§ **Written request A**:
Name every unit of measurement that the passage on ASIC verification gives as an example of parametric characteristics.
§ **Written request B**:
Extend the passage on ASIC verification with a few more paragraphs, picking up after its last sentence.

§ **Text shown**:
Modern ASIC chips are highly complex and contain millions of transistors, thus, the likelihood of having an error somewhere in the chip during the design process is very high. The earlier the error is detected, the less it will cost. Therefore, ensuring the ASIC is bug free as early as possible, preferably during the design process is extremely important.

 

The goal of ASIC verification is to make sure that the design meets the system requirements and specifications.

 

ASIC verification process is one of the crucial things during ASIC design process and can consume as much as 70-80% of the total ASIC design and verification time. Luckily, there are many tools and processes that can help with this task.

 

ASIC Design and Verification Workflow

 

Depending on whether the ASIC verification takes place during the design process virtually, using simulations or on a real silicon there are two types of ASIC verifications: Pre silicon verification and post silicon validation.

 

There are different steps to ASIC verification like logic simulation/emulation and circuit simulation, when detailed functionality and timing of the design are checked using simulation or emulation; functional verification, when functional models describing the functionality of the design are developed to check against the behavioral specification of the design without any detailed timing simulation; formal verification, when the functionality is checked against the “golden” model. Formal verification also consists of model checking, when the model of the design is checked against some presumed “properties” specified in the functional or behavioral model (for example, finite state machine should not enter a certain state), and equivalence checking, when the functionality is checked against the “golden” model. According to late A. Richard Newton there are three main motivations for the verification:

 

(1) During specification: “Is what I am asking for what is really needed?”

 

(2) During design: “Have I indeed designed what I have asked for?”

 

(3) During testing: “Can I tell intact circuits from malfunctioning ones?”

 

From these questions that can describe two distinct circuit qualities:

 

Functionality, which describes what responses a system shows at the output when presented with given stimuli at the input. In the context of digital ICs, engineers tend to think of logic networks and of package pins but the concept of input-to-output mapping applies to information processing systems in general. Functionality can be modeled using mathematical concepts like algorithms, equations, impulse responses, tolerance bands for numerical inaccuracies, finite state machines (FSM), and the like, but often also informally.

 

Parametric characteristics, on the other hand, are related to physical quantities measured in units (for example, Mbit/s, ns, V, μA, mW, pF, etc.) that help to express electrical and timing-related characteristics of an electronic circuit.

§ **Material provided**:
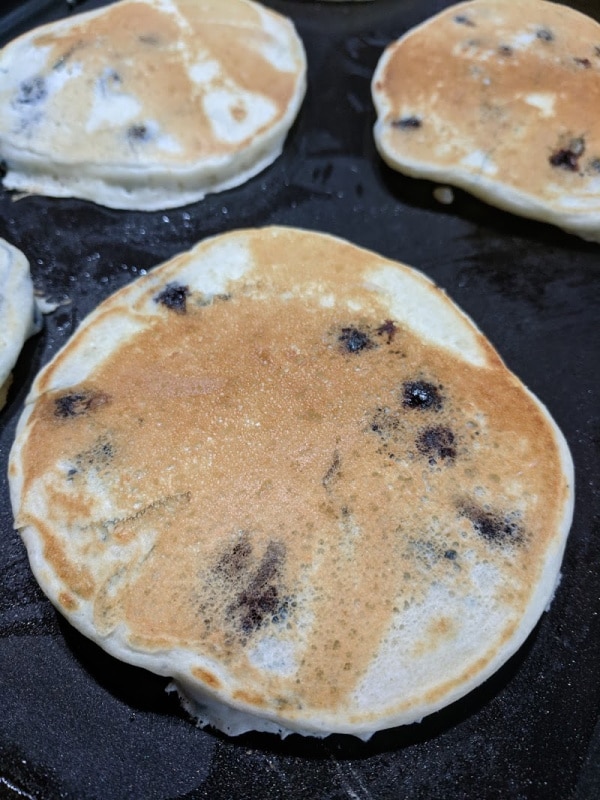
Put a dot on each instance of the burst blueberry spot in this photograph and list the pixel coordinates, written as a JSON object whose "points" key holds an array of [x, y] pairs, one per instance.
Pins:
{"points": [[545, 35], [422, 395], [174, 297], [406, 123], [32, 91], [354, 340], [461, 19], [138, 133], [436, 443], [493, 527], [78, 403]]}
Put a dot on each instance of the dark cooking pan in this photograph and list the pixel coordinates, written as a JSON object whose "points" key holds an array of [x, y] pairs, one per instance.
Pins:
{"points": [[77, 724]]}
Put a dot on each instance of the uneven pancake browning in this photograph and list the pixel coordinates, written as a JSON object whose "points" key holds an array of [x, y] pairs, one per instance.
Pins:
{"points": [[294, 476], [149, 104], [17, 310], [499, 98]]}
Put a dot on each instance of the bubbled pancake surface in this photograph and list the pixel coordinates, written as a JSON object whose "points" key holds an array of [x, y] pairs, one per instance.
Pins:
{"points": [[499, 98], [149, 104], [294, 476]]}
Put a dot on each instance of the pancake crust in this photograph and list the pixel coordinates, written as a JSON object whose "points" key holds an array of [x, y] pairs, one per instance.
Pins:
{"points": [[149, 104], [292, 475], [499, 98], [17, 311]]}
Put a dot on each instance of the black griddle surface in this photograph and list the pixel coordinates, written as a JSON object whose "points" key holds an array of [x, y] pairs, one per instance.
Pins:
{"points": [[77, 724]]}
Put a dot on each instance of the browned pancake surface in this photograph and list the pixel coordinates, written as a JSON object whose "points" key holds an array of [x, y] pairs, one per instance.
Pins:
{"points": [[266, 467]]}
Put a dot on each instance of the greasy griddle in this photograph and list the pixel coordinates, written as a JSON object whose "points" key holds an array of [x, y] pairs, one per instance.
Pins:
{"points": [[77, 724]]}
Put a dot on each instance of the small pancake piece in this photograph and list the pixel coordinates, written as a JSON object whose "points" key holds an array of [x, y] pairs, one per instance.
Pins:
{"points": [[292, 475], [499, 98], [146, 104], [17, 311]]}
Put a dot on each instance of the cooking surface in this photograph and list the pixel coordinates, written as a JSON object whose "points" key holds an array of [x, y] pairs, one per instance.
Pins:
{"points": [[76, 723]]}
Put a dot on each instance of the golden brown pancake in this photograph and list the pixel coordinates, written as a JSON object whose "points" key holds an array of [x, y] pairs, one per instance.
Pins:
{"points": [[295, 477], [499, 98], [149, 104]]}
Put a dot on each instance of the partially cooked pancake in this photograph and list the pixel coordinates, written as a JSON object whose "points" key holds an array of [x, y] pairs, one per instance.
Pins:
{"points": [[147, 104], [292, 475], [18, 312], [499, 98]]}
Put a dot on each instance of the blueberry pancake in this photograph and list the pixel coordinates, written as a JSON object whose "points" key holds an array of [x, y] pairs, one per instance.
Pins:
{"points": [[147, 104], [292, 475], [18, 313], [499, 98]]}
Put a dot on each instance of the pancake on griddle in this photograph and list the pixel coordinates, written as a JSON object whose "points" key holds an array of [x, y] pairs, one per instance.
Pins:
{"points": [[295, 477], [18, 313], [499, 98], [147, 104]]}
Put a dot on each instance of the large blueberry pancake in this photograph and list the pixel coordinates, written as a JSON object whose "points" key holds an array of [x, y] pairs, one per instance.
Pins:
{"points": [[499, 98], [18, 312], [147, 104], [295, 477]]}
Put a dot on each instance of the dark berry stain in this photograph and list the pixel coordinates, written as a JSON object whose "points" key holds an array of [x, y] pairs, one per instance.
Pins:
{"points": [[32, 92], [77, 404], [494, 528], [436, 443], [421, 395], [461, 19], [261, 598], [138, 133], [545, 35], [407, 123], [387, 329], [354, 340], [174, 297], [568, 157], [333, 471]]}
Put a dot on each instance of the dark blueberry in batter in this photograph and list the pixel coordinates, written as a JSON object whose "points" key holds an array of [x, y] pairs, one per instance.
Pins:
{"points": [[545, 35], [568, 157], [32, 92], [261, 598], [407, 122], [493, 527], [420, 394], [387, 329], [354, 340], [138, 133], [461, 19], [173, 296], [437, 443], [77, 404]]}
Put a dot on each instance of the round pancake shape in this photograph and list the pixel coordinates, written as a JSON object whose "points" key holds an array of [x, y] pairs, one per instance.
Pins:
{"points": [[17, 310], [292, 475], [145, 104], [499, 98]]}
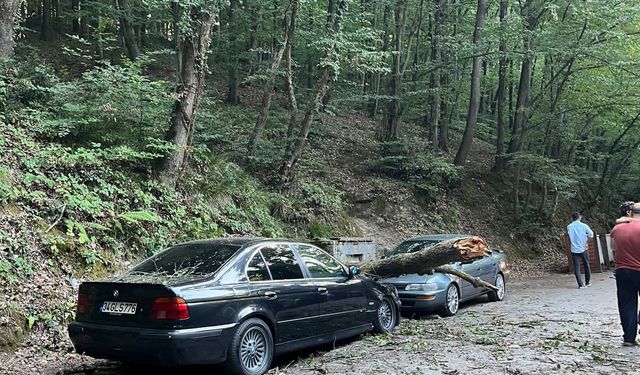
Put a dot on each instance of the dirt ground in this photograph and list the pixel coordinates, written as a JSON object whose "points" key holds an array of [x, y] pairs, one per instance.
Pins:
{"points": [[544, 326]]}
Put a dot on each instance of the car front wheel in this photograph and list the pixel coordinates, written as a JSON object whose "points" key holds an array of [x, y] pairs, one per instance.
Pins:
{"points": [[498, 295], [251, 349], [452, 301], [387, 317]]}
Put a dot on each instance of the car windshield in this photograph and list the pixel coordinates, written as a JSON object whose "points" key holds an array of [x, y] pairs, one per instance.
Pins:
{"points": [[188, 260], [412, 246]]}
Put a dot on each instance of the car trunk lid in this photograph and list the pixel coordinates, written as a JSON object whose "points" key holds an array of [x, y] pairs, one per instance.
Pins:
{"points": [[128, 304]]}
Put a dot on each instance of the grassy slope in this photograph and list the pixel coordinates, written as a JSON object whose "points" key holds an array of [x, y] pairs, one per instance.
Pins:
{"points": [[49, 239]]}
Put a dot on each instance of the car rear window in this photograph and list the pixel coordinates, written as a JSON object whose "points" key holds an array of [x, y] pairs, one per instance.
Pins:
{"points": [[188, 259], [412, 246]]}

--

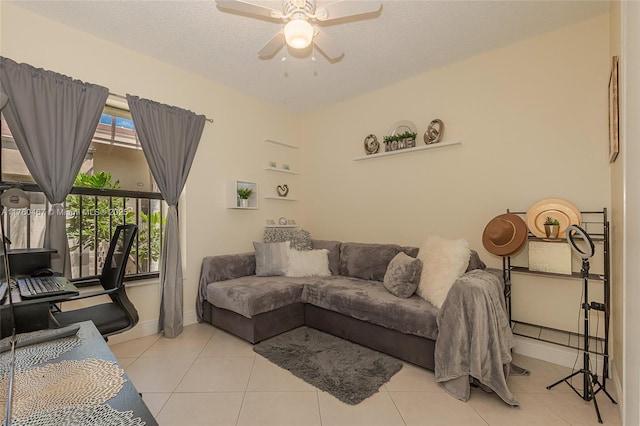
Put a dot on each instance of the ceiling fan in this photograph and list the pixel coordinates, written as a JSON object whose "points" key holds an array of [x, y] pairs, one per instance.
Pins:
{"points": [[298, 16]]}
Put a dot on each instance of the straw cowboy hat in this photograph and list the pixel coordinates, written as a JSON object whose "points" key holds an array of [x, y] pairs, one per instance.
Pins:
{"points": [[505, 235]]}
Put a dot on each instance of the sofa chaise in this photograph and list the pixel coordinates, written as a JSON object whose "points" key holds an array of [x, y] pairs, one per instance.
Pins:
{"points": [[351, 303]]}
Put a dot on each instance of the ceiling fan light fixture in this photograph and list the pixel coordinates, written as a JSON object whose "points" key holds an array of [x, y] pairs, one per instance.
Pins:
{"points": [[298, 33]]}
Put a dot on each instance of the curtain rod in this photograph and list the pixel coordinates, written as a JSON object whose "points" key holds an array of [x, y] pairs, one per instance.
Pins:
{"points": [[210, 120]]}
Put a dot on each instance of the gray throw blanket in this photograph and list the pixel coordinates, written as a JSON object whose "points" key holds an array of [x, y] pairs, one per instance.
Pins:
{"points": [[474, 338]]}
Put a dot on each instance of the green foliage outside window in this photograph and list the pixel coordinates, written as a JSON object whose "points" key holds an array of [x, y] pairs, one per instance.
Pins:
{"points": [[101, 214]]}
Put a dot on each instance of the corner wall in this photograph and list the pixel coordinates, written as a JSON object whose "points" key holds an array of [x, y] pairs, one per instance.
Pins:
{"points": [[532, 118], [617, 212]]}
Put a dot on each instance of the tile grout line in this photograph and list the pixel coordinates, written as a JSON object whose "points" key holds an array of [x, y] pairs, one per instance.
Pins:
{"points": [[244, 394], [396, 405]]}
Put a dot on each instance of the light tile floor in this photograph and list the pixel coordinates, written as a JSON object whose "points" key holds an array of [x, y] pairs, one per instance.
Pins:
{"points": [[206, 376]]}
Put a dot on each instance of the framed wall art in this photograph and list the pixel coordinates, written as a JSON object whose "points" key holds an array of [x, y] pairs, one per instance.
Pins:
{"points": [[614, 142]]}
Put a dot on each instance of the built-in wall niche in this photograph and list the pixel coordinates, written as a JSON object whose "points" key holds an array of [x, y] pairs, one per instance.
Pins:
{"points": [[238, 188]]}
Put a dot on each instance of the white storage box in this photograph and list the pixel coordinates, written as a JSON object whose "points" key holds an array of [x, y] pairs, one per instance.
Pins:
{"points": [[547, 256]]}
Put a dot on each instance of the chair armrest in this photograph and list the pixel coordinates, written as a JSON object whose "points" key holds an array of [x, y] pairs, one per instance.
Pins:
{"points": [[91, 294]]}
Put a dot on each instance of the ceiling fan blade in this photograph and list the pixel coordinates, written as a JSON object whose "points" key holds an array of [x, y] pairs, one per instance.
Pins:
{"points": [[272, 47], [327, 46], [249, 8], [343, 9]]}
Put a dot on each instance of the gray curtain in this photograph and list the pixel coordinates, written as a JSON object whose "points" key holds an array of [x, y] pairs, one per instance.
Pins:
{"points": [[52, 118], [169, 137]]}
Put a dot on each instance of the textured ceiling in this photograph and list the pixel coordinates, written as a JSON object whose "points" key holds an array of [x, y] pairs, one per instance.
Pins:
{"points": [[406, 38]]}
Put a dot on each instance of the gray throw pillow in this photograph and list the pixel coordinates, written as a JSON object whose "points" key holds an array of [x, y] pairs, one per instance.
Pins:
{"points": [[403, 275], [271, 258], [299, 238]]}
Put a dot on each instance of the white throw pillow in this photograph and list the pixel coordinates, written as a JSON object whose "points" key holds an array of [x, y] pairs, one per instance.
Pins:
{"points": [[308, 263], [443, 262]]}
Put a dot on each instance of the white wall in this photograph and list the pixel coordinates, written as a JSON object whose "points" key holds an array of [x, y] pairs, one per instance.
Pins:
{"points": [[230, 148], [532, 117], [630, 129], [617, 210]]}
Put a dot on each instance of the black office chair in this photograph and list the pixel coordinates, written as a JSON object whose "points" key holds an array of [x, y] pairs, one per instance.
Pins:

* * *

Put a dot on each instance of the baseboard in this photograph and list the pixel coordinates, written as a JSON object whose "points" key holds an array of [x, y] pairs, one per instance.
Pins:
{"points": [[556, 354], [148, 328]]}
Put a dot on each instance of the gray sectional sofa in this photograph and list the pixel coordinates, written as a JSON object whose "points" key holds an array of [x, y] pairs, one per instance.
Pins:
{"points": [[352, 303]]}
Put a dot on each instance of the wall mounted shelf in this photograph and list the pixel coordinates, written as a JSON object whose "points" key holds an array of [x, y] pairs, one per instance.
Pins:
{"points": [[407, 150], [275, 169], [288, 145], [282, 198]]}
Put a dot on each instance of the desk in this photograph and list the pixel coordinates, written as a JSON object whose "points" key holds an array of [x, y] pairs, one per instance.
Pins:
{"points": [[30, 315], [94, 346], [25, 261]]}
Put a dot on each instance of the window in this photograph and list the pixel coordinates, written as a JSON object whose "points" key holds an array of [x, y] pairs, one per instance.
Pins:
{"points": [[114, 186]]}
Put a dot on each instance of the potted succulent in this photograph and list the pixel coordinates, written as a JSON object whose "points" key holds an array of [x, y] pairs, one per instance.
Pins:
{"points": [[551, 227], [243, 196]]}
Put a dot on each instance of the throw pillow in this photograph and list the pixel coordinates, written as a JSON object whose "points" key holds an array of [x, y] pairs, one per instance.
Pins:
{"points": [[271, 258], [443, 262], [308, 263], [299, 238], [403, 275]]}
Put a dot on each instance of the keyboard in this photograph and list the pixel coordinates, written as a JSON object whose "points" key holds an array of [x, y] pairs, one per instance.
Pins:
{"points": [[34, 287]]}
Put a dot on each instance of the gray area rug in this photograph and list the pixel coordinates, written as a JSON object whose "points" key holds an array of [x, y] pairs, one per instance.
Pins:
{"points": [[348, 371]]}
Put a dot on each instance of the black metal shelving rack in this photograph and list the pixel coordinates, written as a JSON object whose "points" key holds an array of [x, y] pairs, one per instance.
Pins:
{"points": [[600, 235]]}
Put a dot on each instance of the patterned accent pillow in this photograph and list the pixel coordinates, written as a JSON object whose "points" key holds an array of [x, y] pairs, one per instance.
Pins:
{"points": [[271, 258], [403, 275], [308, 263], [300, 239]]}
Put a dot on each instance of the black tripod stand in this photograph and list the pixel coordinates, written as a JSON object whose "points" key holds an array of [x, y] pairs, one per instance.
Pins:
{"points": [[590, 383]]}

§ **Exercise answer A**:
Mbit/s, ns, V, μA, mW, pF

§ **Exercise answer B**:
There are different types of ASIC chips: Analog, Digital and Mixed Signal. Depending on the type one will have different design workflows and tools used during the design process. However, there is a generic ASIC design and verification workflow shown below.

 

Figure 1: ASIC design and verification workflow

 

One can see that a verification phase takes place after each step. Depending on the verification result we move to the next step or go back to the previous one. For example, if the logic verification passes without errors, we move to physical design otherwise repeat logic design again until it passes the verification process. If we can’t pass the verification after by changing logic design, we might need to go back to architectural design or check whether the specification is right. If we fail with Physical or timing verification usually, we fist go back and correct physical design. If it doesn’t work, we go back to logic design and so on until it starts working or we make sure that we can’t meet the specification requirements with that technology for example. Simulation based techniques are the most popular ones, even though they are time consuming and can even be imperfect in finding errors and failures in the design. As we can see there are two main types of ASIC verification: functional and non-functional. Functional verification is done using functional models, while non-functional verification is done using the architecture, placement, routing, timing and other parameters of the components of the ASIC.

 

Digital ASIC Verification

 

Digital ASICs are more common in the industry. In the digital design process a hardware verification language (Verilog, VHDL) and standard cell libraries are used.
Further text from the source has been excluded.